▶ **Sezione documento**:

Circolare lavoratori “fragili”. Nessun automatismo tra età e condizione di fragilità
(da “Il Sole 24Ore) Nella circolare n. 13 del 4 Settembre 2020, emessa congiuntamente dai ministeri del Lavoro e della Salute, si legge che «la maggiore fragilità nelle fasce di età più elevate della popolazione va intesa congiuntamente alla presenza di comorbilità (ovvero alla coesistenza di più patologie) che possono integrare una condizione di maggiore rischio». In pratica non basta aver superato i 55 anni per sentirsi a rischio e chiedere di essere esentati da alcune attività.
Nella circolare si legge che i dati più consolidati sulla infezione da Covid-19 hanno messo in luce una serie di aspetti: il rischio di contagio da Sars-Cov non è significativamente differente nelle varie fasce di età lavorativa; il 96,1% dei soggetti deceduti presenta una o più comorbilità e precisamente il 13,9% presentava una patologia, il 20,4% due patologie, il 61,8% ne presentava tre o più.

▶ **Compito da svolgere**: Ricopia, per favore, il passo del documento che va da «Nella circolare si» fino a «presentava tre o più.» compreso.

▶ **Sezione dati**:
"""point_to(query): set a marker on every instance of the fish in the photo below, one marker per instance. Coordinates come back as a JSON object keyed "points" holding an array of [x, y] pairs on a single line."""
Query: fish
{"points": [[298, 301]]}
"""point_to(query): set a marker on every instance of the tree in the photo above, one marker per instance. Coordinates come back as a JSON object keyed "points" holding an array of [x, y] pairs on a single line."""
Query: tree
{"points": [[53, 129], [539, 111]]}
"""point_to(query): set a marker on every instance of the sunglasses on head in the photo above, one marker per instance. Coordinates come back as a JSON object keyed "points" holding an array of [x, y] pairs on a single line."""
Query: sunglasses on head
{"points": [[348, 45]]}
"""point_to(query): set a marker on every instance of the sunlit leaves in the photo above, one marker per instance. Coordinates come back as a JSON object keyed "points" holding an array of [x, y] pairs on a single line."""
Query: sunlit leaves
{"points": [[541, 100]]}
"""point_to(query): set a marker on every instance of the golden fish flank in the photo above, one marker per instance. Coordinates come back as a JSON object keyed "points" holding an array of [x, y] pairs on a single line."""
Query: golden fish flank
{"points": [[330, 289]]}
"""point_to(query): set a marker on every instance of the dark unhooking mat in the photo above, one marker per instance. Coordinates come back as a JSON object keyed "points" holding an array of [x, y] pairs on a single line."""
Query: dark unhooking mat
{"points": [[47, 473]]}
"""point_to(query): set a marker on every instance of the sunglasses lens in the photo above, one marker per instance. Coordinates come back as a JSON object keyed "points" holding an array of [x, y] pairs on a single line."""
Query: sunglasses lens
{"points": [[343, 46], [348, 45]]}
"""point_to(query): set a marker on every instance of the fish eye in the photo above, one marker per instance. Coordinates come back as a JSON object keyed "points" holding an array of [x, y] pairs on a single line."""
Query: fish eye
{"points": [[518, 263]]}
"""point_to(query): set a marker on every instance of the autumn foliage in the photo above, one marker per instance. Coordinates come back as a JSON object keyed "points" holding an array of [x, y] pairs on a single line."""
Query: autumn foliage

▶ **Esito del compito**:
Nella circolare si legge che i dati più consolidati sulla infezione da Covid-19 hanno messo in luce una serie di aspetti: il rischio di contagio da Sars-Cov non è significativamente differente nelle varie fasce di età lavorativa; il 96,1% dei soggetti deceduti presenta una o più comorbilità e precisamente il 13,9% presentava una patologia, il 20,4% due patologie, il 61,8% ne presentava tre o più.